** Passage for review follows **
SAIC’s revamped art space asks

Sometimes you gotta knock down walls. Sometimes you gotta stake a claim. Sometimes you gotta say what nobody wants to hear.

This fall, SAIC’s Betty Rymer gallery is doing all this in literal and figurative ways for fluXspace, a series of projects and exhibitions that force the question: What is a gallery?

It’s the right time to ask this. The Rymer is undergoing renovation with the help of students from the “Visualizing Design” course led by Assistant Professor Douglas Pancoast. The group is literally knocking down Betty Rymer’s walls to make a more socially engaging space. Expect progress toward transformation once the semester concludes. This course is one aspect of a series of “fluXuations”–short-term projects, events, actions, lectures, performances of varying time spans–initiated through a group of students, recent alumni and faculty, who call themselves the Department of Flux. In the spirit of “flux” this department is constantly transforming and re-shaping its members, and anyone who is interested in becoming involved is welcome.
** End of Passage for review **
— Work instruction —
Update the passage on SAIC's art space between "Sometimes you gotta knock" and "is a gallery?", inclusive, replacing "walls" with "partitions".
** Listed entries follows **
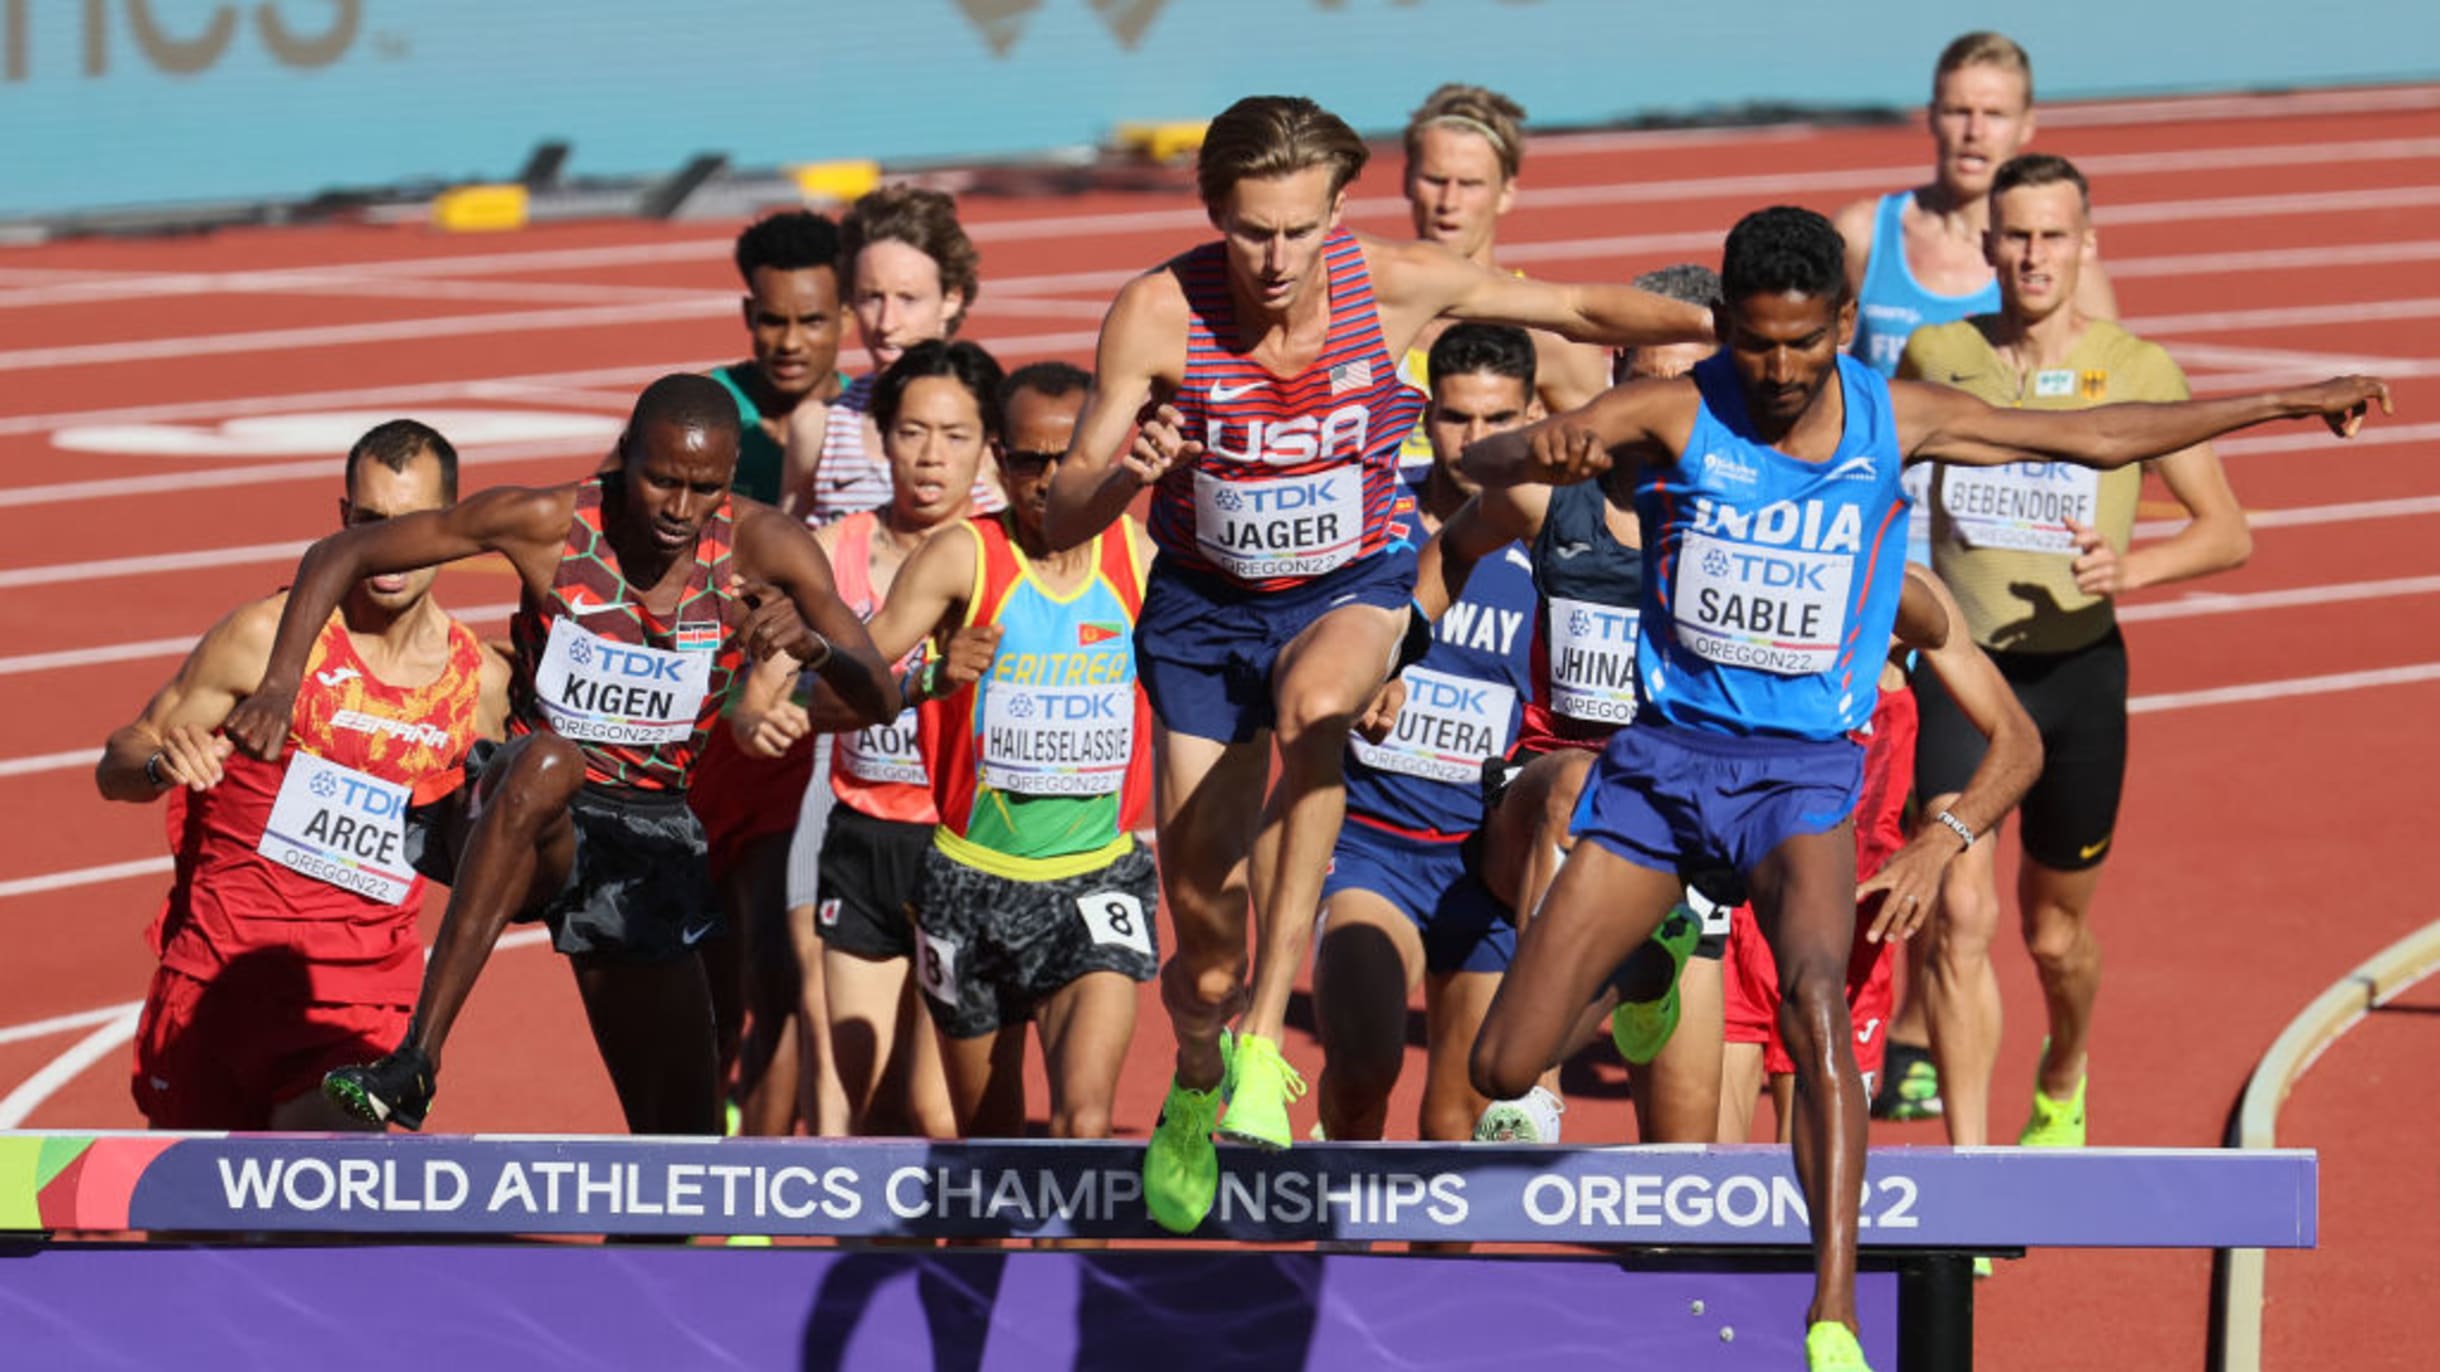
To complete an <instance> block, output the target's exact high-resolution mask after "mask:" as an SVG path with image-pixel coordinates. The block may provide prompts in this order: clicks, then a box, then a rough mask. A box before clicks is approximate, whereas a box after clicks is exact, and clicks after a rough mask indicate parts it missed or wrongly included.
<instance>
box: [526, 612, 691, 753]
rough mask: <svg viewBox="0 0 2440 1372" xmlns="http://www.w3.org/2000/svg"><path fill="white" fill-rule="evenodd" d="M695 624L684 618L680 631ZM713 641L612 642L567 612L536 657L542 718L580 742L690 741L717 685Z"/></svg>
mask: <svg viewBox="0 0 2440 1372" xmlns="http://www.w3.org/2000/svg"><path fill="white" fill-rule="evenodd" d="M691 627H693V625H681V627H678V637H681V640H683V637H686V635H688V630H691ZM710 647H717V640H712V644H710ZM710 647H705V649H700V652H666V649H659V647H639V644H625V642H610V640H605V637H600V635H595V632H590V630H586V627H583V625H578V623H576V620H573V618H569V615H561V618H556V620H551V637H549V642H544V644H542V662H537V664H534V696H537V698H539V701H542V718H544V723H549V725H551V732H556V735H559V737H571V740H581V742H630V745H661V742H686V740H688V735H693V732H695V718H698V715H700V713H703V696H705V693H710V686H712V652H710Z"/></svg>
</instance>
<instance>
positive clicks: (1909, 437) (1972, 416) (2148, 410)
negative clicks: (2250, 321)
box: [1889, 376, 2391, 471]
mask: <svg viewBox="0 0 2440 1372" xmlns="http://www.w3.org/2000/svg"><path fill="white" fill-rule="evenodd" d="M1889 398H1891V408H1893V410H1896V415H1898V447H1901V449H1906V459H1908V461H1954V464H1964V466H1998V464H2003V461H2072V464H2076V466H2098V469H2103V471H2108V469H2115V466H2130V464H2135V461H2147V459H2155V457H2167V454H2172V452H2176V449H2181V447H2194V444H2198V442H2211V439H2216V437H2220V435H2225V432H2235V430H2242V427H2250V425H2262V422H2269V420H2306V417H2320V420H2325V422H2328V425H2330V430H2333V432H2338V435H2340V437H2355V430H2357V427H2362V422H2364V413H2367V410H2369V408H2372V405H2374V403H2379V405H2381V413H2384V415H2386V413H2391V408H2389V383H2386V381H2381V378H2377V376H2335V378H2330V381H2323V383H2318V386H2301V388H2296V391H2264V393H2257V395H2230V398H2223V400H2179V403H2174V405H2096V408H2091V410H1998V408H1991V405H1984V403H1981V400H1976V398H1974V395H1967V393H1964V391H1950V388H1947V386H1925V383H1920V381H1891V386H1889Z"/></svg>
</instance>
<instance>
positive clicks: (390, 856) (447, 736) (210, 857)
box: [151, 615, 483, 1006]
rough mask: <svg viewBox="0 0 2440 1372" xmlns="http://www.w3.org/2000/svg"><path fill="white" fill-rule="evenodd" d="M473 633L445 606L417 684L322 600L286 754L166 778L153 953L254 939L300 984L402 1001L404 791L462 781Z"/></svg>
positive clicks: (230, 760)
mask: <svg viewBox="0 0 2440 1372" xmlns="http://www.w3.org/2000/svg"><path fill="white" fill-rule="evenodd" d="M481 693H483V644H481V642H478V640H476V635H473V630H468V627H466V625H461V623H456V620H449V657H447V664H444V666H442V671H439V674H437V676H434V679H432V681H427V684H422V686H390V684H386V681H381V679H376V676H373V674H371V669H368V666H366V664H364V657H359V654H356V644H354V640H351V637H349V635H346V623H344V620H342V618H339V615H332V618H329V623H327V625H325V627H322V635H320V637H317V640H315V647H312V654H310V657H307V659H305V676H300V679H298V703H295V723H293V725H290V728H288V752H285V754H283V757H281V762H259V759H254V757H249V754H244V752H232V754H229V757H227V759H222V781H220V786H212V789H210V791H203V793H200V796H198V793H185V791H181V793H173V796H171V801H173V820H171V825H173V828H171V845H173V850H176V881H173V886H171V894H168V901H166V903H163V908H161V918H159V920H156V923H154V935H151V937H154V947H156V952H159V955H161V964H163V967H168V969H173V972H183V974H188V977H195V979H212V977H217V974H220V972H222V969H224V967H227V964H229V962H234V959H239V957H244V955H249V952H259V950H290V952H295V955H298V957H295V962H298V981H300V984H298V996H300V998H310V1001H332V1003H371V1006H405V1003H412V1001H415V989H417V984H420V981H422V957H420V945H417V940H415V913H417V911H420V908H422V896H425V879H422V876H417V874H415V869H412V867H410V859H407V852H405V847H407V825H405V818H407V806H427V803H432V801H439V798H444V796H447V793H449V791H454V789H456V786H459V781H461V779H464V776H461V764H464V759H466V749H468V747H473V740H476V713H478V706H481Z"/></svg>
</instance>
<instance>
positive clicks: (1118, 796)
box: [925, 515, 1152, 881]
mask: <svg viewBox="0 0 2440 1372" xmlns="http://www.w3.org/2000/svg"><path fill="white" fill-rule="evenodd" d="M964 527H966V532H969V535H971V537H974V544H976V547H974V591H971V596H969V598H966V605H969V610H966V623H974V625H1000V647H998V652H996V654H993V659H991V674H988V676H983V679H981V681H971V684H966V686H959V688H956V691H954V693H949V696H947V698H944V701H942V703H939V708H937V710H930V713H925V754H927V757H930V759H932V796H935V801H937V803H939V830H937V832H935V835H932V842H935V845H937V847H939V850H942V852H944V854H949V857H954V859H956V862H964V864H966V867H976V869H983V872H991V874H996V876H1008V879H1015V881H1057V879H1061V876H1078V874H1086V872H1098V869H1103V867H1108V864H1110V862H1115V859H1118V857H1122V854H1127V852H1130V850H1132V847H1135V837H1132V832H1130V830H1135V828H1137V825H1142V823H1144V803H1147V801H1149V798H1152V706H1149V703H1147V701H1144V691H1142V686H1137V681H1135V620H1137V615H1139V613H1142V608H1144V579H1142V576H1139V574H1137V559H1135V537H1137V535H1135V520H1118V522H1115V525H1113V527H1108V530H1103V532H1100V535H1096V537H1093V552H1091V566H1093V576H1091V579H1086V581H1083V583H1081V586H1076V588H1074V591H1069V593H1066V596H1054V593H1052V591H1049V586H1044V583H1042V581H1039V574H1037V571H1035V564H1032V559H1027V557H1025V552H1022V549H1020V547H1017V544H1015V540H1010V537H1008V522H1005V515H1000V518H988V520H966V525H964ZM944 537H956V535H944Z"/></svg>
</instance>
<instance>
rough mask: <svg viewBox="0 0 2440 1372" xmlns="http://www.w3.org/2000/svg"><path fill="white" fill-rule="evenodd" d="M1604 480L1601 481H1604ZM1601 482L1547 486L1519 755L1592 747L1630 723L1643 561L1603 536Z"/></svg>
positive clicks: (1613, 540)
** End of Listed entries **
— Written solution —
Sometimes you gotta knock down partitions. Sometimes you gotta stake a claim. Sometimes you gotta say what nobody wants to hear.

This fall, SAIC’s Betty Rymer gallery is doing all this in literal and figurative ways for fluXspace, a series of projects and exhibitions that force the question: What is a gallery?